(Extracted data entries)
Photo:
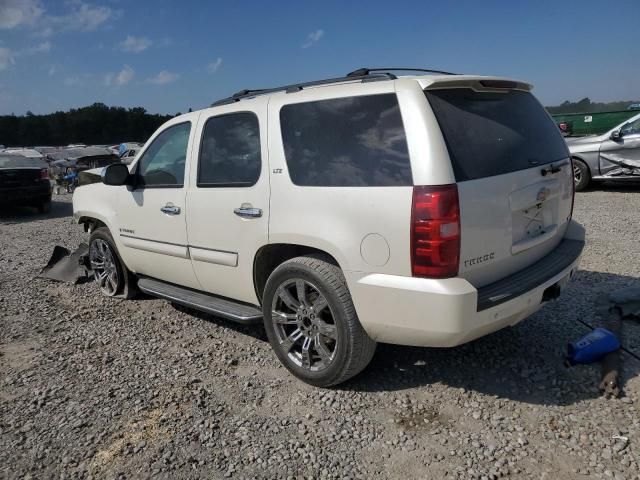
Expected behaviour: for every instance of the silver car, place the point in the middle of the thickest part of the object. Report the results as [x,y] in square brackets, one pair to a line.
[612,156]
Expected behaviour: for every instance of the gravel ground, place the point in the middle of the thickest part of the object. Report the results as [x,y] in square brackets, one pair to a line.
[96,387]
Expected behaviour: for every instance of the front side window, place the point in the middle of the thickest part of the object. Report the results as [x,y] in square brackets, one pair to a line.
[230,151]
[354,141]
[162,164]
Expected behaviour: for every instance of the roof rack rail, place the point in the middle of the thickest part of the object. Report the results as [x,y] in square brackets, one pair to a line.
[366,71]
[296,87]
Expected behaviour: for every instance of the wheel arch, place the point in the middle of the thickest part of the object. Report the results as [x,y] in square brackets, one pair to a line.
[268,257]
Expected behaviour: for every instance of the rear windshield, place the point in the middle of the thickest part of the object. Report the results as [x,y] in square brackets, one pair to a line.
[491,134]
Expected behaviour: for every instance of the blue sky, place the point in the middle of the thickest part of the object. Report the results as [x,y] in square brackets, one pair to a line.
[169,55]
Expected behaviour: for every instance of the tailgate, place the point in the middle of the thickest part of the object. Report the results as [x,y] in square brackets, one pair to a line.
[514,176]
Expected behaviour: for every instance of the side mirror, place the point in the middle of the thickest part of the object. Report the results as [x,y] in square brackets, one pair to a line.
[116,174]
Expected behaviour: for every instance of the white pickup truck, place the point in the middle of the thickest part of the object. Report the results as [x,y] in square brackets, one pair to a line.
[419,210]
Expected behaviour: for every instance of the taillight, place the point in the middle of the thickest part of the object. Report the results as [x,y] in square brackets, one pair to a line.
[435,231]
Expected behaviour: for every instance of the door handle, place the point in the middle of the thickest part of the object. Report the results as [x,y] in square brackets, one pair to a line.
[170,209]
[248,212]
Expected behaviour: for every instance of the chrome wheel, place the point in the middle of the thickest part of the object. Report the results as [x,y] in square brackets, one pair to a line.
[304,325]
[103,264]
[577,173]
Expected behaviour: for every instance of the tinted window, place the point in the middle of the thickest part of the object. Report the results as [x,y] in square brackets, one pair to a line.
[356,141]
[162,164]
[230,151]
[494,133]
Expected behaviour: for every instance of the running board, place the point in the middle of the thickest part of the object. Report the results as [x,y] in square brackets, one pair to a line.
[221,307]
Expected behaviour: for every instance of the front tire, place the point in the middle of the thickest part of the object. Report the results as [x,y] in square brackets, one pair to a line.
[312,324]
[109,271]
[581,174]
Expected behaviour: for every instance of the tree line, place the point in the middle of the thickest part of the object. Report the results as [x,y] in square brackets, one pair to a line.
[93,125]
[587,106]
[98,124]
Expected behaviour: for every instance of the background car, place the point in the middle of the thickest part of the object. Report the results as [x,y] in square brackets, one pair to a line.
[24,181]
[612,156]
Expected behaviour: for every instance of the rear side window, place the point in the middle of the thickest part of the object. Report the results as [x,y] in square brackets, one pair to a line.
[162,164]
[230,151]
[491,134]
[355,141]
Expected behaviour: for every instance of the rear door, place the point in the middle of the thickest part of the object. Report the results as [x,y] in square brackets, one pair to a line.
[514,178]
[228,201]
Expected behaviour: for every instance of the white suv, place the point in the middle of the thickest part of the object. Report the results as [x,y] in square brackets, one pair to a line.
[418,210]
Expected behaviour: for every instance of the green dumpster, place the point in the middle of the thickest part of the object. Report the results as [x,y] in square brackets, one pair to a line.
[578,124]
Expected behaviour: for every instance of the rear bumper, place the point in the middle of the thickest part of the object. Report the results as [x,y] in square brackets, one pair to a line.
[31,195]
[450,312]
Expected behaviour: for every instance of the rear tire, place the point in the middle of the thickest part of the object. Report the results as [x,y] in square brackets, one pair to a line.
[581,174]
[109,271]
[312,324]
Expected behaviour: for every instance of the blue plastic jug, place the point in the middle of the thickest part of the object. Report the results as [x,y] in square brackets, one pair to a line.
[592,347]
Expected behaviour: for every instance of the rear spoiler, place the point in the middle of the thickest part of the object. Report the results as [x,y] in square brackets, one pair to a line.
[480,84]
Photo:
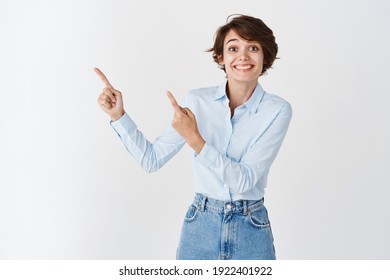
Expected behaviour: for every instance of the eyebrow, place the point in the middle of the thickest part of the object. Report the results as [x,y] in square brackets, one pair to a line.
[231,41]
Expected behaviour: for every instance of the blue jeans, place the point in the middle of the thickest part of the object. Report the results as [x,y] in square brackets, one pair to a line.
[224,230]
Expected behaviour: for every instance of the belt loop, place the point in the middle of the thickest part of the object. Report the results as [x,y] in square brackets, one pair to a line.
[245,204]
[203,202]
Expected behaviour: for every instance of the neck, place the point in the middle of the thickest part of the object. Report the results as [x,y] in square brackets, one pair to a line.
[239,93]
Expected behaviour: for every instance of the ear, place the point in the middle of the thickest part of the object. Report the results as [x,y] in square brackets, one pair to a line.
[220,60]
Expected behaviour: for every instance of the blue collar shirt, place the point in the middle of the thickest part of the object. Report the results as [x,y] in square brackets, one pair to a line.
[235,161]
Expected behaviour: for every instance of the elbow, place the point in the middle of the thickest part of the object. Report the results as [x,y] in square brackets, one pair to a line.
[150,164]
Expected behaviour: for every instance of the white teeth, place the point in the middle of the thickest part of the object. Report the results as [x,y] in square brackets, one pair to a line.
[243,67]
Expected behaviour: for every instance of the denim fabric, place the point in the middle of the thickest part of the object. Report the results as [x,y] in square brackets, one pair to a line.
[236,230]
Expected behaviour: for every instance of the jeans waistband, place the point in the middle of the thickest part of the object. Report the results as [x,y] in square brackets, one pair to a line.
[220,206]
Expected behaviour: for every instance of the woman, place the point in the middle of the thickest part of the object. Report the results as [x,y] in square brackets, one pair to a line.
[235,130]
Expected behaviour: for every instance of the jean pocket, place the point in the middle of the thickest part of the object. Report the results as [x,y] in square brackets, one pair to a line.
[259,218]
[191,213]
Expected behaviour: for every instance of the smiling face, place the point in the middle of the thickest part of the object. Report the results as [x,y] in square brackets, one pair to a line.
[243,60]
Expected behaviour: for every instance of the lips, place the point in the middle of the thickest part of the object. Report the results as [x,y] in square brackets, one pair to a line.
[243,66]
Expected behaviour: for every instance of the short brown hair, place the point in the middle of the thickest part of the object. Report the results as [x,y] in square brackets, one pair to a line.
[250,29]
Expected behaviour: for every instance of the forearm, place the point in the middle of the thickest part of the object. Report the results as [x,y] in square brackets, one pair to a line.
[150,156]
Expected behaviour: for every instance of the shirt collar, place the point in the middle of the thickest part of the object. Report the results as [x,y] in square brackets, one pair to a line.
[252,104]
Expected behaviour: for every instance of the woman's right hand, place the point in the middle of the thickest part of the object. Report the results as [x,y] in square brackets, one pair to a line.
[110,100]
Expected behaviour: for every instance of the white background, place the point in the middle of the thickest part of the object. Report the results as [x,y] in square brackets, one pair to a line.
[68,188]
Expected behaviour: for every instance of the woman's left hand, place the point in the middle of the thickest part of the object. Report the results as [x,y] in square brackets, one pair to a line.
[184,122]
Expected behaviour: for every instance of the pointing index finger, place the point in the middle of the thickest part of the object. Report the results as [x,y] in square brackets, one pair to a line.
[102,77]
[174,103]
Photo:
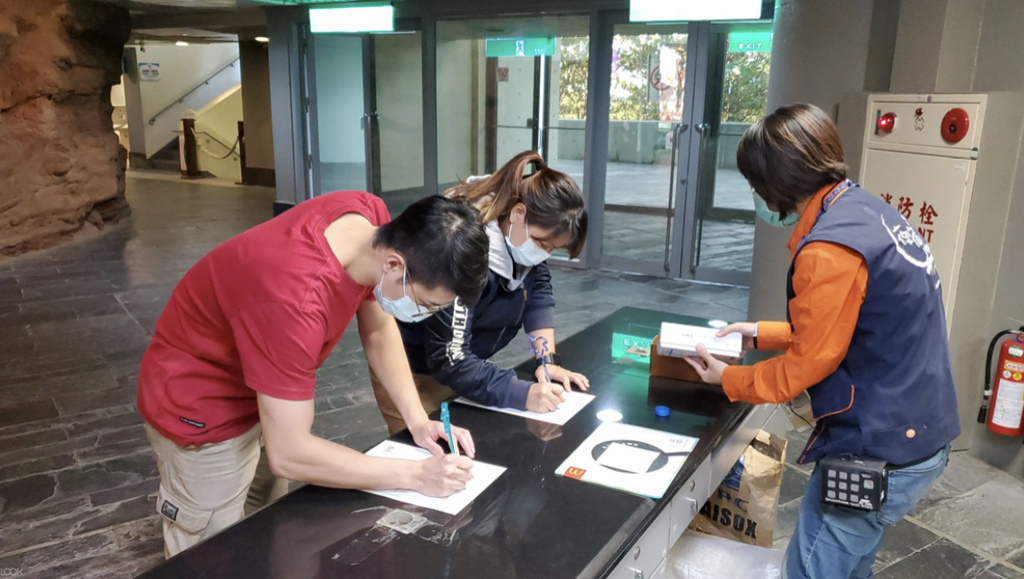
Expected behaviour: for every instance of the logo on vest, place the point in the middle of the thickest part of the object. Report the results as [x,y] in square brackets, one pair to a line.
[910,245]
[460,320]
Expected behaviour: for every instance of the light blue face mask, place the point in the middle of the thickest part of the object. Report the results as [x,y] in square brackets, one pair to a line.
[772,217]
[403,308]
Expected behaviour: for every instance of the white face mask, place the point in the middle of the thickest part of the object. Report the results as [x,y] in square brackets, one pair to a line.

* Exercise aim
Could you retype every record above exactly, leaving the pictures out?

* Result of this task
Photo:
Expected behaviour: for every instance of the silver car, place the point in the middle of the thickest part of the object. Report the results as [x,y] in square brackets, one pair to a line.
[612,156]
Expected behaviour: for every instance of the gravel ground, place the point in the middle of the thickest part of the object. Report the results as [x,y] in square brackets, one pair to a line.
[96,387]
Expected behaviour: for every instance of the front side window, place the point in the middle of the thickest part of the object. Report the results as [x,y] in square brackets, one pair to a line.
[230,151]
[354,141]
[162,164]
Expected behaviour: for every instance of the roof rack rail, place the point in the middle of the thickest part of the object. Report the results as [x,y] in square brackets, one pair to a line.
[366,71]
[296,87]
Expected behaviour: for every instance of the wheel arch, place the point in the middle of the thickest part of the object. Report the results as [x,y] in square brackets, one pair to a line.
[268,257]
Expected behaviour: for every instance of the rear windshield, place the point in the middle of the thickest part of the object. Report the results as [x,y] in square brackets, one pair to a line.
[491,134]
Expected behaviour: for every instance of the blue sky, place the point in the middle of the thickest part of the object. Report the results as [x,y] in square brackets, one pair to a line.
[169,55]
Expected behaviour: for every instance of the tailgate, place the point in the middle of the thickest part of the object. Report the results as [x,y] in square brackets, one pair to a line.
[514,176]
Expected behaviour: for every instance of the side mirror, place the point in the middle of the thickest part of the object. Report the results as [x,y] in square brackets, one pair to a line.
[116,174]
Expected behaviour: for every instance of the white pickup truck, place the point in the middle of the thickest part of the object. Report the results as [x,y] in square brackets, one pair to a line.
[419,210]
Expected behaviour: for every instance of the taillight, place the point in the middle of the thickest part of the object. Report the results as [x,y] in square brackets, one pair to a line.
[435,231]
Expected behaviour: for every instance of the door handle, place the point in the middle of the thickest part of the object. Report the results as [x,y] in square brackets, one pair to a line.
[170,209]
[248,212]
Expected behaviour: for every instance of the chrome wheel, place the point in the middle of the thickest part of the object. Report the results as [x,y] in square brackets, one pair to a line.
[304,325]
[103,264]
[577,173]
Expected behaviour: for every instance of the tinted window, place the point in the middle of the thickest part of the object. Report the results as [x,y] in square brackets, one pair to a line.
[356,141]
[162,164]
[230,151]
[494,133]
Expected behaviour: for every instance of the running board, place the point in the middle of the thickest part of the object. Report the results as [x,y] in square brackets, one pair to a line.
[221,307]
Expected behaviour: for every instance of the front tire, place the point in the middle of the thickest part of the object. Report the results as [x,y] in square brackets, one pair to a line.
[312,324]
[109,271]
[581,174]
Expected behaviour: for every instance of the tree line, place the point in the middle of the thickest part of the object. Report the results as [x,y] in square brackets, one pair to a line.
[93,125]
[587,106]
[98,124]
Expected behaviour: for every instance of the background car, place the point in the middle of the thickest part of the object. Report the results as [x,y] in square brackets, one pair to a line.
[24,181]
[612,156]
Expected behaviour: for every instance of the rear side window, place the point in the middle of the thickest part of the object. Report the results as [x,y] in square brackets, one pair to a line.
[162,164]
[230,151]
[491,134]
[355,141]
Expected behaviour: for every instance of the rear door, place the point in the middle of the thickest part of the object. Report the results as [x,y] in square brackets, one pair to a line.
[514,178]
[228,201]
Expected behaviour: for every instance of the white suv, place the point in the middle of the thickest part of the object. Report the results as [x,y] in square brackets, one pair to a line.
[418,210]
Expected behaviour: for every instance of the green dumpster, place the point in the middle of the thickest part of the object. Report the results as [x,y] in square brackets, one pair to a line.
[578,124]
Expected behaviour: for every instance of the rear bumper, place the point in the middle of the thickest part of the object. Report the results as [x,y] in square brackets, one pair to a line.
[31,195]
[450,312]
Expected behaviour: for every instance of the rear tire, place the point in the middle of the thickest part of the object. Report the results as [x,y] in square brackets, one pair to a line.
[581,174]
[109,271]
[312,324]
Expected behaviour: for every instance of the blue plastic jug, place the point in the middle of the thickest part of the object. Report the results as [x,y] in square brackets, one pair to a line.
[592,347]
Expected behaviour: for every instance of the rear spoiler, place the point in the middle of the thickest part of the object. Report the results as [x,y] in square brackets, one pair to a line.
[480,84]
Photo:
Expected behaviour: for every instance of the eyebrow, place the point in the middle of the thickest part of the object. Report the results as [x,y] in square brackets, one pair to a line.
[231,41]
Expected behaviour: for every instance of the blue jeans, place the point in the middle of the thickest part of the object. Report the results as [x,y] in square brackets, one pair to a line.
[224,230]
Expected behaviour: for every instance of the belt loop, place the point in the middle of the thickest part of the object. Report the results as [x,y] in square brackets, one pair to a line.
[245,204]
[203,202]
Expected behaviour: for every instance of the neck, place the point in the middle of the thickest part of the object. Report the results as [x,y] in square brackets, one pair to a line.
[239,93]
Expected behaviour: for every instance of the ear, place the point in the middle of the thickest part of the object. Report the results as [x,y] in square brackets, one pair to a line.
[220,60]
Expected behaviour: for every instance of the blue collar shirt, place the point in the middle of the thickest part of the object. Report the results as [x,y] in square brackets, one pair to a line.
[235,161]
Expected behaviour: for every instance of the elbow, place the point in the middle of the thickest part of the object. Report the results as [x,y] in square brackets, one pair to a line.
[150,164]
Expected behaviour: for every instance of the white teeth, place the point in the middle of the thickest part of the object. Report the results as [x,y] in square brackets, one pair to a line.
[243,67]
Expected behaviour: for every instance of the denim fabric, place the point in the middle of the thickest part of the object. Report the results as [x,y] in square brackets, one pair to a line.
[236,230]
Expected behaviour: for every instance of the jeans waistband, place the point in the middle of the thickest part of the object. Report the results as [x,y] in square brackets, one pair to a line.
[220,206]
Expected behaviour: for every instance of the woman, place the point in the middle of the thickest part of the object. Report the results as [x,y] in square brackets, one pair to a line.
[235,130]
Expected behaviour: for every instance of the jean pocket, place the point in the middle of the thickest part of the object. Report the results as [x,y] in square brackets, one pair to a line.
[259,218]
[191,213]
Expected behaviour: for every instance of the smiling face, place the point in the middle of the thickest part of the object. Report the results as [x,y] in square brackets, one pair to a line.
[243,60]
Expected behaviour: for every instance of the lips, place the point in the middle of the thickest part of the object. Report the results as [x,y] in square brackets, one pair to a line.
[243,66]
Expected behaviour: for every instance of the short brown hair, place the point in the middle of the thickest part of the object. Report the results as [x,y] in square brackets, one pair to a line.
[250,29]
Expected behaviour: for every instance of the forearm, place the point in the middle of the thickest part of the object. Report the results as [x,y] in square brackets, one pair to a line.
[150,156]
Expected behaviour: for every instance of the shirt collar, place the point in the middle of the thickest part of the object. Report the results as [x,y] in square brackets, one pair to a line.
[252,104]
Expected behaviour: for every instance of the woman's right hand, place the point in the middle of the thickest part of the object. Report the results as [x,y] in square brackets, one pair to a line.
[110,100]
Expected behaviour: for every instance of the white background, place the point in the middle of the thickest part of the object. Report the results as [x,y] in square brackets, one pair to a line.
[68,188]
Expected behaviour: for every instance of the woman's left hand, place the point in the middle of the thickest part of the object. Report the results as [x,y] in square brackets, one pair to a line.
[184,122]
Expected behaviour: for every instance of the pointing index finger, place the point in the middle of the thickest part of the object. Report the results as [x,y] in square brackets, one pair to a line.
[102,77]
[174,103]
Photo:
Expected behaviour: for every instance of the logo on vest, place the point in the middle of the thickest part of the object. Report the results as [x,y] in square brackets, one pair to a line.
[910,245]
[460,320]
Expected behaviour: for every instance of the light blue face mask, place the point in the middle of the thickest part of the object. Report the results as [x,y] in square brackets, one pair to a line.
[772,217]
[403,308]
Expected behaviour: for every instance of the white face mask, place the point in the middle of the thickest part of the object. Report the results as [x,y] in square brackets, one pair to a line.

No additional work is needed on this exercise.